◆ Passage:
With the Great Salt Lake immediately adjacent to the city it might seem like desalination might be an option. Desalination, also called desalinization, is the process of removal of salt and other minerals to produce fresh water for consumption or irrigation. This is most commonly achieved by boiling water in a process called vacuum distillation or a process called reverse osmosis in which water is forced through a permeable membrane that strips out the salts. Either approach requires a considerable amount of energy and is therefore typically more expensive than most any other alternative. Considering that the Great Salt Lake is 3-8 times more saline than the ocean, this solution is currently not economically feasible to do on a large scale, though some desalination is currently done to treat partially saline groundwater.
People are, of course, not the only organisms that require access to clean and reliable freshwater. More than 75% of the wetlands in the state of Utah are found in Salt Lake Valley, which contains a wide variety of plant species, play an important role in regulating water quality, and provide habitat for a variety of birds, amphibians, and other animals. In addition, several threatened and endangered fish and bird species are dependent on the perennial flowing streams and rivers in the area. Water-stressed trees within the urban forest of the Greater SLC area have become more susceptible to disease. Lower precipitation in the mountains has increased the number and severity of wildfires.

◆ Records shown:
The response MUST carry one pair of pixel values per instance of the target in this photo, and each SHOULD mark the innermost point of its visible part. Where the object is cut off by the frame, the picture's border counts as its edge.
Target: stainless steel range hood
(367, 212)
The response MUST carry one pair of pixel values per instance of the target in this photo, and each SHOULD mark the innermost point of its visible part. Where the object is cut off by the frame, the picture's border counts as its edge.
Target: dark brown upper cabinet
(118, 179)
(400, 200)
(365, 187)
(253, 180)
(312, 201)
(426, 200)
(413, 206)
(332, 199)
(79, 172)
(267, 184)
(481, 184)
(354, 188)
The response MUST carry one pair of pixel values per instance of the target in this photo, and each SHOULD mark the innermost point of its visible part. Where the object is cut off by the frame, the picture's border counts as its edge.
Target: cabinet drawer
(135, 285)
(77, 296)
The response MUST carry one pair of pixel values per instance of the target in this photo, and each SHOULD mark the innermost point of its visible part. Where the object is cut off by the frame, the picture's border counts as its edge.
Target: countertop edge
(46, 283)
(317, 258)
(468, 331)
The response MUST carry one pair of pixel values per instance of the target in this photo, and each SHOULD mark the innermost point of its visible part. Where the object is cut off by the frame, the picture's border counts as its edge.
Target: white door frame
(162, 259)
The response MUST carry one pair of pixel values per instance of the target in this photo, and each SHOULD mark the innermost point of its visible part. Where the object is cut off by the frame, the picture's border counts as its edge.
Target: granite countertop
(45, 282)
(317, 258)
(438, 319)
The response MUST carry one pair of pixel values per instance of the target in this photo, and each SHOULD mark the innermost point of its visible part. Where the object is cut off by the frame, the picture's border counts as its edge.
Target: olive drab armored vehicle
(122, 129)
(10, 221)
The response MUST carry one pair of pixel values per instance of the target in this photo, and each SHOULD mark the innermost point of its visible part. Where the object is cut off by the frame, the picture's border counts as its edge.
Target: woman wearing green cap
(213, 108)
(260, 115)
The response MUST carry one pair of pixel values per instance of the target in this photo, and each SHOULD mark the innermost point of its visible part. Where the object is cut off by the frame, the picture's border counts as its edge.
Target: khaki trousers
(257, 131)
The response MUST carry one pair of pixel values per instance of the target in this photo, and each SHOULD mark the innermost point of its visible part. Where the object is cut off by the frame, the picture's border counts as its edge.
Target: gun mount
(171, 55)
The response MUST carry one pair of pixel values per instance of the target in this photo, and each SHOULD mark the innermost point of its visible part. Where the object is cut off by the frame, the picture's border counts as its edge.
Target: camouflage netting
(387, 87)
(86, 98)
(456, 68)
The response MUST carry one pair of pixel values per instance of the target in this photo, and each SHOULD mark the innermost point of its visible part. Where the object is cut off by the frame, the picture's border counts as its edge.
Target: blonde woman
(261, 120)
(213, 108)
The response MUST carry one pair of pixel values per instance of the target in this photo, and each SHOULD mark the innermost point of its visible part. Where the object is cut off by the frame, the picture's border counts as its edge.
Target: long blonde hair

◆ What you have to do:
Return the full passage on desalination and freshwater in the Salt Lake area word for word. The entries have nothing to do with the passage on desalination and freshwater in the Salt Lake area.

◆ Answer to this problem:
With the Great Salt Lake immediately adjacent to the city it might seem like desalination might be an option. Desalination, also called desalinization, is the process of removal of salt and other minerals to produce fresh water for consumption or irrigation. This is most commonly achieved by boiling water in a process called vacuum distillation or a process called reverse osmosis in which water is forced through a permeable membrane that strips out the salts. Either approach requires a considerable amount of energy and is therefore typically more expensive than most any other alternative. Considering that the Great Salt Lake is 3-8 times more saline than the ocean, this solution is currently not economically feasible to do on a large scale, though some desalination is currently done to treat partially saline groundwater.
People are, of course, not the only organisms that require access to clean and reliable freshwater. More than 75% of the wetlands in the state of Utah are found in Salt Lake Valley, which contains a wide variety of plant species, play an important role in regulating water quality, and provide habitat for a variety of birds, amphibians, and other animals. In addition, several threatened and endangered fish and bird species are dependent on the perennial flowing streams and rivers in the area. Water-stressed trees within the urban forest of the Greater SLC area have become more susceptible to disease. Lower precipitation in the mountains has increased the number and severity of wildfires.